[Records from a data collection]
-=-=-

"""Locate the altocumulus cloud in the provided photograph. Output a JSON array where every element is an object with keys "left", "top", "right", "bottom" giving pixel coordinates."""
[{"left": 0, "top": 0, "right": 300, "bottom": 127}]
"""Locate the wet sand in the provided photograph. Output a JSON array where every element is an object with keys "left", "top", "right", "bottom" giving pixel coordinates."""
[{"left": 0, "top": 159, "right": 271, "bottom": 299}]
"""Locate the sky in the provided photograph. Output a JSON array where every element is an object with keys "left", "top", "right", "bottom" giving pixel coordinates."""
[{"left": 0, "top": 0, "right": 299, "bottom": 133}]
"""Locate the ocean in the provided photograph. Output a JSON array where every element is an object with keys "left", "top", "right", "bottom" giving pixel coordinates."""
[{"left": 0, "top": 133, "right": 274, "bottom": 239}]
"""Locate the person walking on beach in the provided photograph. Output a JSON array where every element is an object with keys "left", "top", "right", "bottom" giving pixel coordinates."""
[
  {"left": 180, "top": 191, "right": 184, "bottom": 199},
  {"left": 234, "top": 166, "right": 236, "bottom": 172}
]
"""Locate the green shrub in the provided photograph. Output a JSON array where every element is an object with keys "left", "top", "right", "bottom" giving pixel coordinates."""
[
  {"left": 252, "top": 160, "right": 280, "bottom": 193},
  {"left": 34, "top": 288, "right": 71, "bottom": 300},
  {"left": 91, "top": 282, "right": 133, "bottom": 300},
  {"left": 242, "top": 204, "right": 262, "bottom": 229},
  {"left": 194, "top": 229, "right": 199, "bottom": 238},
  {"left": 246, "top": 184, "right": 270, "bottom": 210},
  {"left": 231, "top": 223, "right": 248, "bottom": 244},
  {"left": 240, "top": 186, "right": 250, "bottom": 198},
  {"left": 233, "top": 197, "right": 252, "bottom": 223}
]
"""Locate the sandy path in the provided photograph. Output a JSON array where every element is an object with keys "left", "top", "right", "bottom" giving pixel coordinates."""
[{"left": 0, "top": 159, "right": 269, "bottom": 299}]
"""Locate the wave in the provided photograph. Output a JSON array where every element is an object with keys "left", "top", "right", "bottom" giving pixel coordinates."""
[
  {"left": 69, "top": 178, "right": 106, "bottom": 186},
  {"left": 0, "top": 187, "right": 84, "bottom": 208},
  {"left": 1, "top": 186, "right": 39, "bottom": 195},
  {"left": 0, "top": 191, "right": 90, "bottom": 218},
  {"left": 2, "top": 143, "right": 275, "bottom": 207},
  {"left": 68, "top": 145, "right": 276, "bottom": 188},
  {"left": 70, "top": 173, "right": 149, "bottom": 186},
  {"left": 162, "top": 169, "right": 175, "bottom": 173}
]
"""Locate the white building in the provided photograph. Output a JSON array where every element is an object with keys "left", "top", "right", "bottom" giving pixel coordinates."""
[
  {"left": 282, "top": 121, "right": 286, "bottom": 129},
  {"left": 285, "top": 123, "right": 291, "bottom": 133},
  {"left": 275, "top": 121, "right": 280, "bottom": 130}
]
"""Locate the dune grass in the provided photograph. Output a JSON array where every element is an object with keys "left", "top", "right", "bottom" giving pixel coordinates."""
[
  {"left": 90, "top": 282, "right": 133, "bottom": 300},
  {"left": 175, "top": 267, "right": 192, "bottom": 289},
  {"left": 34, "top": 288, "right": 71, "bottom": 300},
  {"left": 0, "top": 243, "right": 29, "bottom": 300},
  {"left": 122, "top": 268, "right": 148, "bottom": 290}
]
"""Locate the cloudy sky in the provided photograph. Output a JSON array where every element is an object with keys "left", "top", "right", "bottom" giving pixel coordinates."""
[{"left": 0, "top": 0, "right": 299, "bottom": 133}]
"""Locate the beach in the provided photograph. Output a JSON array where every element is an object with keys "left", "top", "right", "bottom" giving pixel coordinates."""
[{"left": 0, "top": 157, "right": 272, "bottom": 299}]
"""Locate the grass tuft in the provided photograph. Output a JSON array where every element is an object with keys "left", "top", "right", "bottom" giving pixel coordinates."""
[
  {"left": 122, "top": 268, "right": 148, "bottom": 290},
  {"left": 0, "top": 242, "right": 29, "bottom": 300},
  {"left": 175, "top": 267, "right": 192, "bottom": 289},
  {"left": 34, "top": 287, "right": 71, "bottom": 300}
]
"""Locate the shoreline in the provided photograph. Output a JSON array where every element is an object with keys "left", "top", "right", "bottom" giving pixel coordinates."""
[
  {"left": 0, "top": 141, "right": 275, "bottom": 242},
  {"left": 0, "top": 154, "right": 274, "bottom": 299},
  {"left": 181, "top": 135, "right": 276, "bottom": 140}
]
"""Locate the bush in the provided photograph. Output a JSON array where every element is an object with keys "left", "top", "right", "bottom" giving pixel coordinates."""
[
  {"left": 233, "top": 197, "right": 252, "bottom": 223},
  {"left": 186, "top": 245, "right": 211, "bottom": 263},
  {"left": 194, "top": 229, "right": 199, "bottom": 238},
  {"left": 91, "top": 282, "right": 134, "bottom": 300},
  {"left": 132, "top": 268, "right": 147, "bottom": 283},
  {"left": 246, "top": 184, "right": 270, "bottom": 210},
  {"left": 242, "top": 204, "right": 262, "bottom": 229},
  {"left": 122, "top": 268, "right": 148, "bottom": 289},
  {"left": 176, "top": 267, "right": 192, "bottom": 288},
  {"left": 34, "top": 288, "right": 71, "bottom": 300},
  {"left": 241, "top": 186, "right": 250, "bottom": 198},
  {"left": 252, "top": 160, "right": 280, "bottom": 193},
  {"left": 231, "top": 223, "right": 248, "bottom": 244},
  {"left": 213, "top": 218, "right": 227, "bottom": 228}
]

-=-=-

ASSIGNMENT:
From the data above, give every line again exactly as it appears.

SOLUTION FOR THIS TASK:
"""Locate the altocumulus cloud in the provided photograph. Output a JSON array where every element is an object with keys "left", "top", "right", "bottom" giving pixel coordinates."""
[{"left": 0, "top": 0, "right": 300, "bottom": 127}]
"""Locate the wet sand in the provided photograph. Output a JSON array where every element is an object with keys "left", "top", "right", "bottom" giving pixel coordinates."""
[{"left": 0, "top": 159, "right": 271, "bottom": 299}]
"""Locate the sky in the provided photograph. Output a JSON array where every element is an object with keys "left", "top", "right", "bottom" giving pixel coordinates."""
[{"left": 0, "top": 0, "right": 299, "bottom": 133}]
"""Locate the ocean in the provided photograph. Output a JSON array where every element is an object with keys "left", "top", "right", "bottom" giving pixel coordinates."""
[{"left": 0, "top": 133, "right": 274, "bottom": 239}]
"""Locate the person walking on beach in the provided photograph. Output a JSON array where every element is an object with keys "left", "top", "right", "bottom" giving pixel coordinates."""
[
  {"left": 180, "top": 191, "right": 184, "bottom": 199},
  {"left": 234, "top": 166, "right": 236, "bottom": 172}
]
"""Locate the green shrub in the provided photograph. Output a JSON array where every element is an object with keys "left", "top", "right", "bottom" giving pixel coordinates."""
[
  {"left": 252, "top": 160, "right": 280, "bottom": 193},
  {"left": 34, "top": 288, "right": 71, "bottom": 300},
  {"left": 91, "top": 282, "right": 133, "bottom": 300},
  {"left": 242, "top": 204, "right": 262, "bottom": 229},
  {"left": 194, "top": 229, "right": 199, "bottom": 238},
  {"left": 246, "top": 184, "right": 270, "bottom": 210},
  {"left": 231, "top": 223, "right": 248, "bottom": 244},
  {"left": 240, "top": 186, "right": 250, "bottom": 198},
  {"left": 233, "top": 197, "right": 252, "bottom": 223}
]
"""Locate the sandy path in the provided photograph. Output a JSON array where every element is an object with keys "left", "top", "right", "bottom" giving pixel coordinates."""
[{"left": 0, "top": 159, "right": 269, "bottom": 299}]
"""Locate the wave in the provided photograph. Output a JSON array where every element is an object with keys "left", "top", "right", "bottom" giving pixel coordinates."""
[
  {"left": 69, "top": 178, "right": 106, "bottom": 186},
  {"left": 0, "top": 187, "right": 84, "bottom": 208},
  {"left": 1, "top": 186, "right": 39, "bottom": 195},
  {"left": 0, "top": 191, "right": 90, "bottom": 218},
  {"left": 2, "top": 143, "right": 275, "bottom": 207},
  {"left": 68, "top": 145, "right": 276, "bottom": 188},
  {"left": 70, "top": 173, "right": 149, "bottom": 186},
  {"left": 162, "top": 169, "right": 175, "bottom": 173}
]
"""Locate the white building in the provided photograph. Output a JSON array where every element is an object with keys "left", "top", "right", "bottom" giving pixel coordinates."""
[
  {"left": 282, "top": 121, "right": 286, "bottom": 129},
  {"left": 285, "top": 123, "right": 291, "bottom": 133},
  {"left": 275, "top": 121, "right": 280, "bottom": 130}
]
"""Locate the dune grass in the provided photograph. Output a JSON array where every element is an object with keys "left", "top", "right", "bottom" giving pixel coordinates."""
[
  {"left": 90, "top": 282, "right": 133, "bottom": 300},
  {"left": 175, "top": 267, "right": 192, "bottom": 289},
  {"left": 34, "top": 288, "right": 71, "bottom": 300},
  {"left": 0, "top": 243, "right": 29, "bottom": 300},
  {"left": 122, "top": 268, "right": 148, "bottom": 290}
]
"""Locate the cloudy sky in the provided photograph. Output a JSON array where every element is an object with keys "left", "top", "right", "bottom" giving pixel coordinates."""
[{"left": 0, "top": 0, "right": 299, "bottom": 133}]
"""Locate the beach in the provided photograph. Output a JSON array where every element is an object with keys "left", "top", "right", "bottom" giving pixel coordinates."""
[{"left": 0, "top": 157, "right": 272, "bottom": 299}]
"""Locate the grass tuft in the provided photograph. Output a JSON array where every element is an object with keys "left", "top", "right", "bottom" giving pixel coordinates."""
[
  {"left": 122, "top": 268, "right": 148, "bottom": 290},
  {"left": 0, "top": 242, "right": 29, "bottom": 300},
  {"left": 175, "top": 267, "right": 192, "bottom": 289},
  {"left": 34, "top": 287, "right": 71, "bottom": 300}
]
"""Locate the shoreline in the provided photograph. Output a JSON array where every element is an object with keys "left", "top", "right", "bottom" giving pixel coordinates."""
[
  {"left": 0, "top": 141, "right": 275, "bottom": 242},
  {"left": 0, "top": 154, "right": 274, "bottom": 299},
  {"left": 181, "top": 135, "right": 276, "bottom": 140}
]
"""Locate the bush in the provided photograph. Output a JSON array where every element is an object with keys "left", "top", "right", "bottom" giving pixel coordinates."""
[
  {"left": 233, "top": 197, "right": 252, "bottom": 223},
  {"left": 186, "top": 245, "right": 211, "bottom": 263},
  {"left": 194, "top": 229, "right": 199, "bottom": 238},
  {"left": 91, "top": 282, "right": 134, "bottom": 300},
  {"left": 132, "top": 268, "right": 147, "bottom": 283},
  {"left": 246, "top": 184, "right": 270, "bottom": 210},
  {"left": 242, "top": 204, "right": 262, "bottom": 229},
  {"left": 122, "top": 268, "right": 148, "bottom": 289},
  {"left": 176, "top": 267, "right": 192, "bottom": 288},
  {"left": 34, "top": 288, "right": 71, "bottom": 300},
  {"left": 241, "top": 186, "right": 250, "bottom": 198},
  {"left": 252, "top": 160, "right": 280, "bottom": 193},
  {"left": 231, "top": 223, "right": 248, "bottom": 244},
  {"left": 213, "top": 218, "right": 227, "bottom": 228}
]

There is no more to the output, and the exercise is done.